WHAT YOU WILL DO:
In the data below, the copy begins at the line containing "Scan the entire image and locate the graffiti" and runs through the last line; repeat those lines exactly, minus the pictures.

EXCERPTED RECORDS:

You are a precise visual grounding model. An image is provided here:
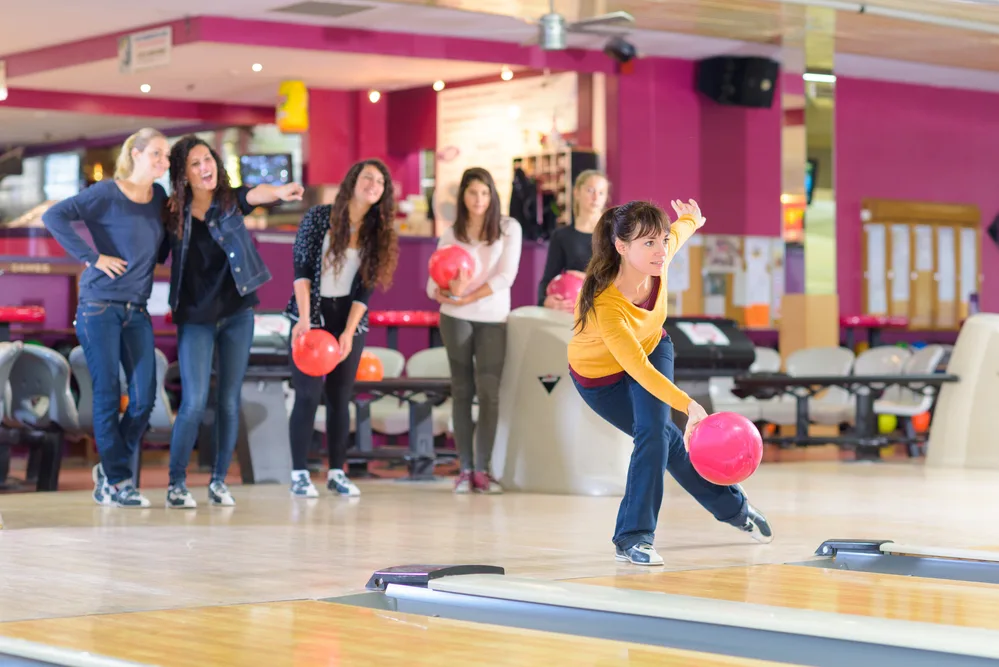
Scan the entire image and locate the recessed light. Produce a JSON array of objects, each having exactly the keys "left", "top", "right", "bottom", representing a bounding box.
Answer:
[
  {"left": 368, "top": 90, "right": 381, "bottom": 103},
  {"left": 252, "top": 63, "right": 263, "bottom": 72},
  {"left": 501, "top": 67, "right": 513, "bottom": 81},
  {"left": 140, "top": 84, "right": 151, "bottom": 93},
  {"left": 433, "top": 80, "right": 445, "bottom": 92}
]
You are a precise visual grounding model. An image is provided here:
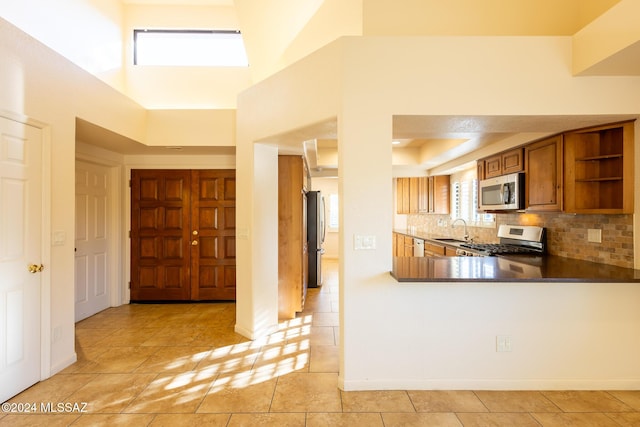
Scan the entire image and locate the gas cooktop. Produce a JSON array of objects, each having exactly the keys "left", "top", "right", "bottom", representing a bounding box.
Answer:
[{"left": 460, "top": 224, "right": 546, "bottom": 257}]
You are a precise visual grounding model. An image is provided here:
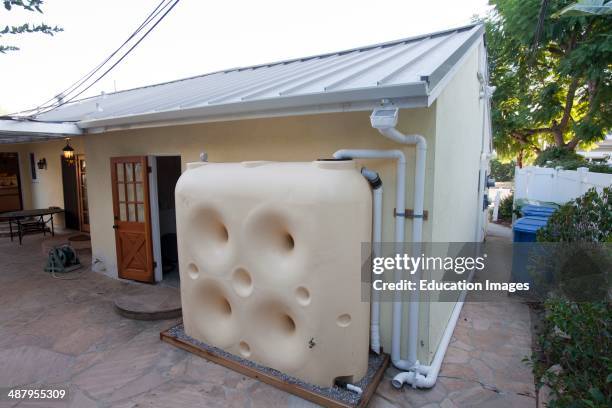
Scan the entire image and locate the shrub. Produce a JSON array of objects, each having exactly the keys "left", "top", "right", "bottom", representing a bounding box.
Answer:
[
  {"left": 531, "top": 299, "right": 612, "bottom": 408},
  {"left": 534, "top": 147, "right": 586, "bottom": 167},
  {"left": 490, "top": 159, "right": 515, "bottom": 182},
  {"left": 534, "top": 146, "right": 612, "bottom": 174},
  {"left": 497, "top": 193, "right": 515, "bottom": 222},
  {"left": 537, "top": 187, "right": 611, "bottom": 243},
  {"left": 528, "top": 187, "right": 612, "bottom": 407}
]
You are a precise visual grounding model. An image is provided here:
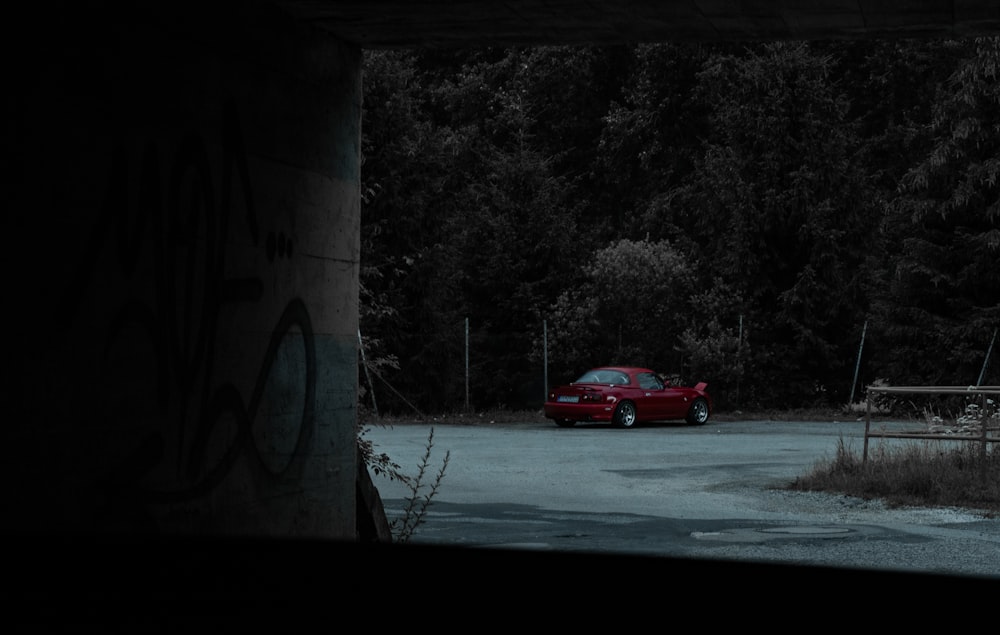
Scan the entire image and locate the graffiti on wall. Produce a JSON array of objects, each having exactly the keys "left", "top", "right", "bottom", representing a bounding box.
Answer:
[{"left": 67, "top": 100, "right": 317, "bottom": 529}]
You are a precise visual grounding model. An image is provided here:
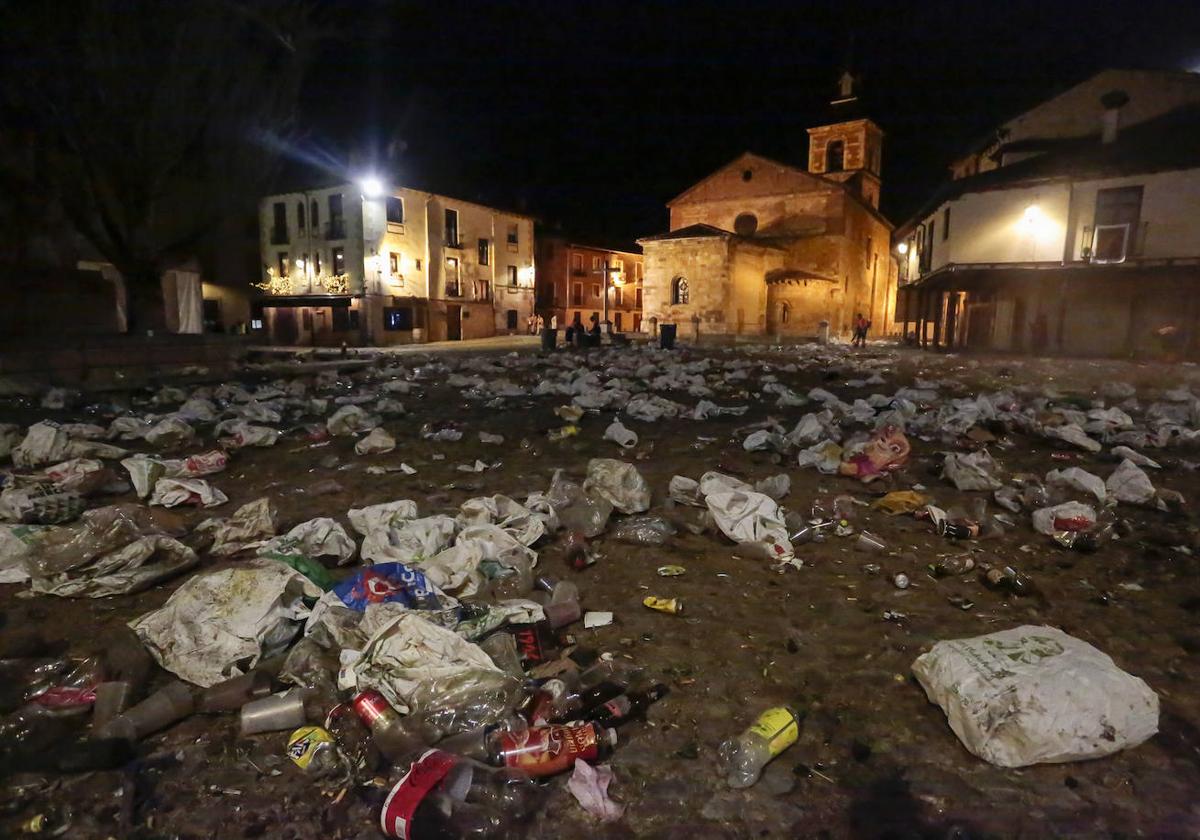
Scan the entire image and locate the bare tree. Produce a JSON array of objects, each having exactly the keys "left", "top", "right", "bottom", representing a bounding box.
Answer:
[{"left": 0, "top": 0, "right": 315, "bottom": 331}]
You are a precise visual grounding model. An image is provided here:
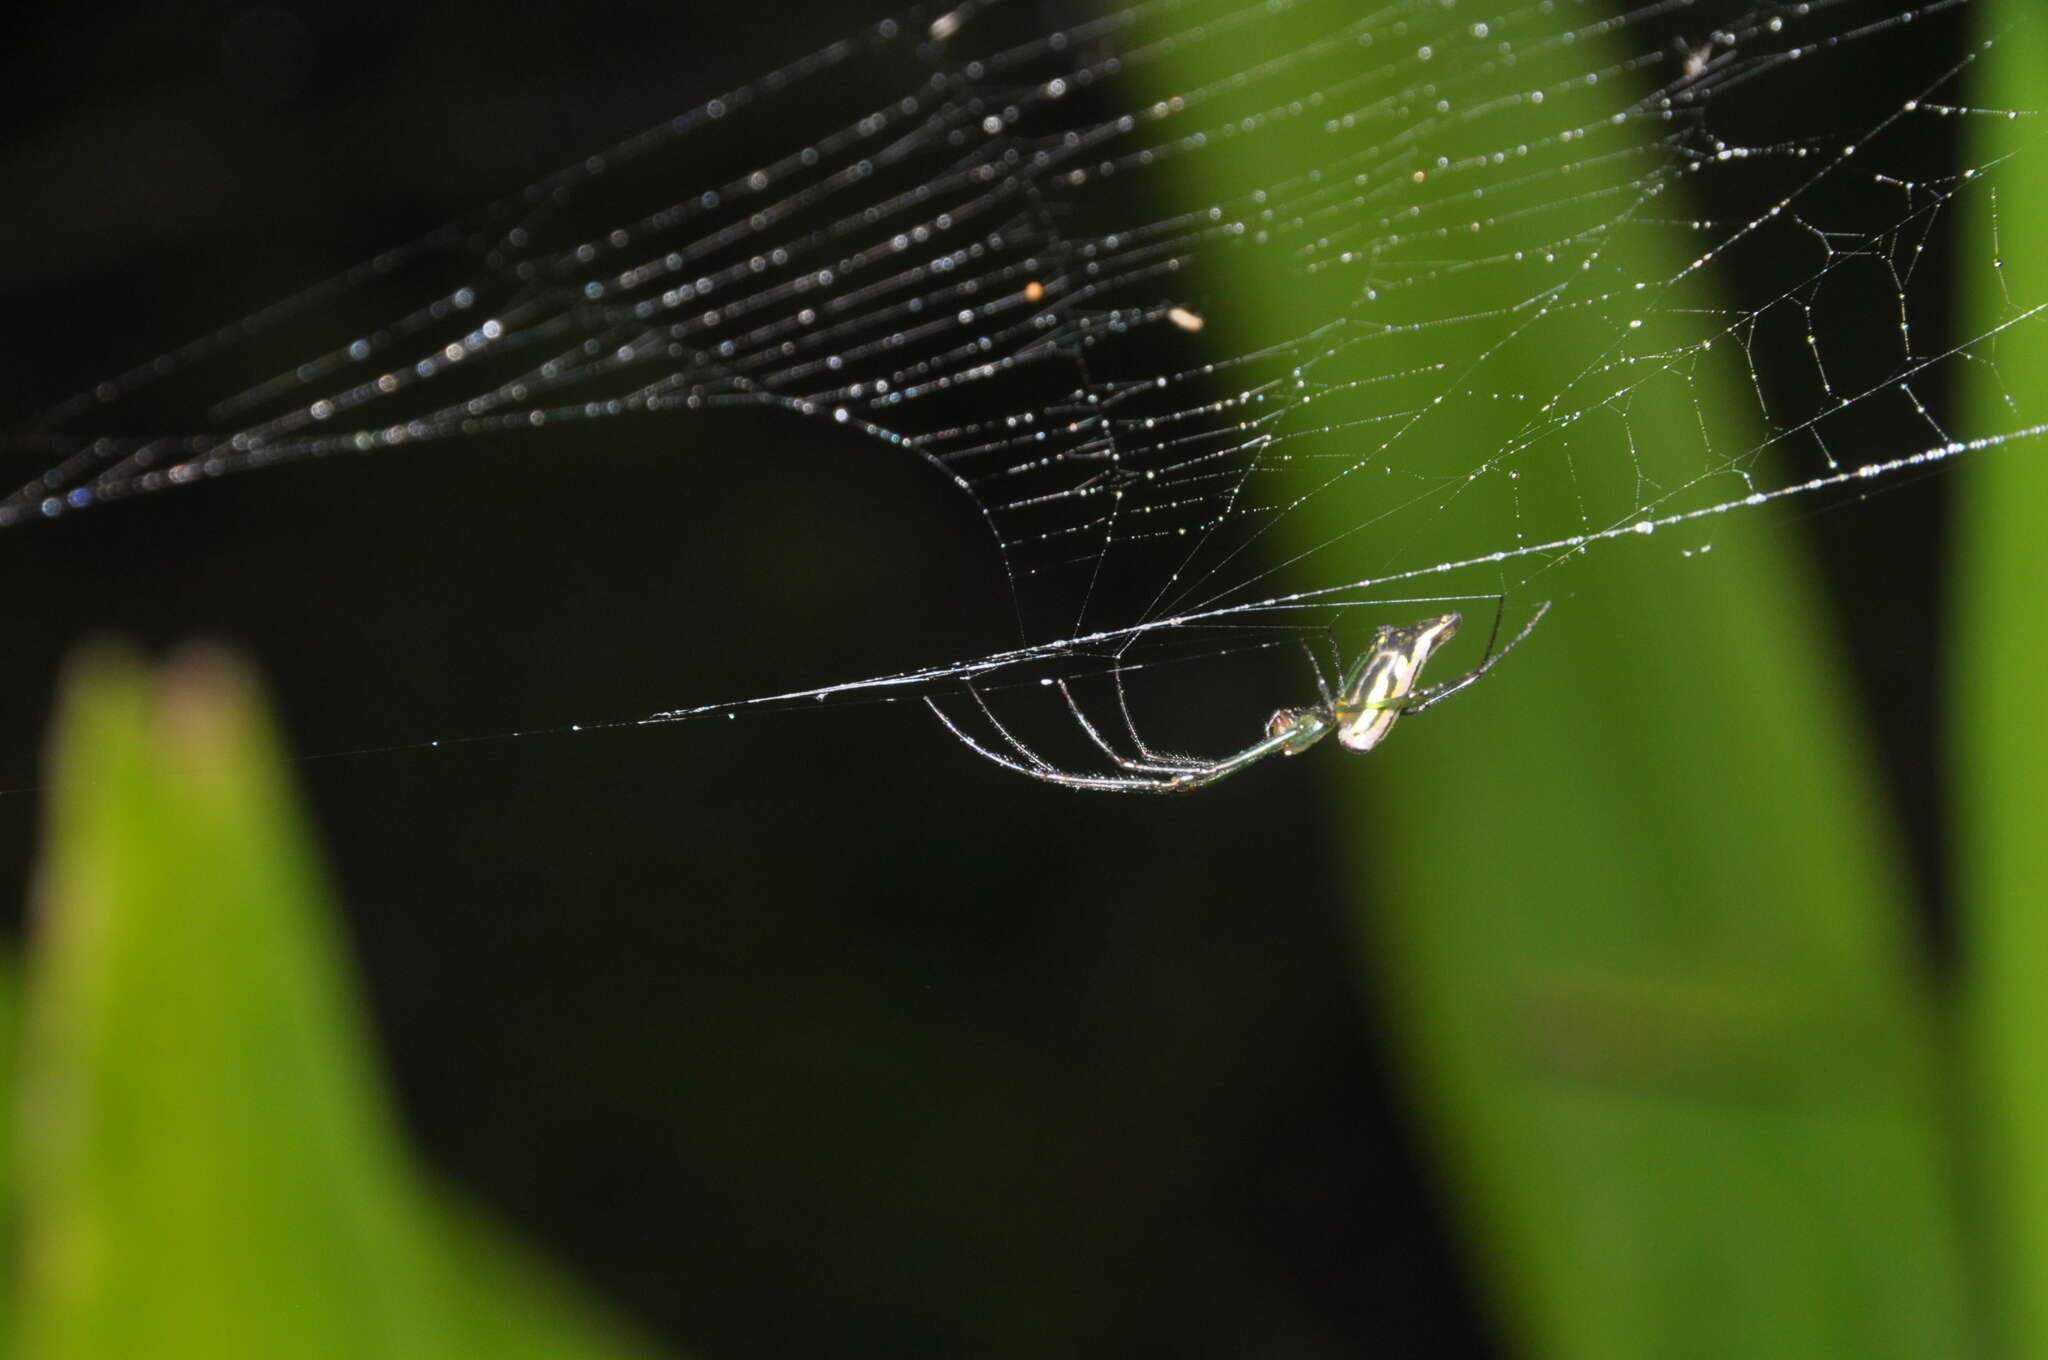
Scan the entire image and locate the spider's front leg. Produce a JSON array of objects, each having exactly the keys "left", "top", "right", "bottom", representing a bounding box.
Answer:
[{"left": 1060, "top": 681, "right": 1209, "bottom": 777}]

RESULT:
Scan the entire image and locate the graffiti on wall. Produce a JSON array of objects, each having exactly the keys "left", "top", "right", "bottom", representing a bounding box.
Answer:
[{"left": 67, "top": 100, "right": 317, "bottom": 529}]
You are a precise visual grounding model. An image is provided here:
Scan the entire image and locate the bare tree. Produce a JSON array of objects, each having exactly the keys "left", "top", "right", "bottom", representing a bounding box.
Answer:
[{"left": 0, "top": 0, "right": 315, "bottom": 331}]
You are a precise visual grounding model. An image is provided here:
Scan the entire image and locate the spider's front leg. Produce a JSON array of objects, each having exactly the keys "left", "top", "right", "bottom", representing a bounding box.
Answer:
[{"left": 1060, "top": 681, "right": 1209, "bottom": 777}]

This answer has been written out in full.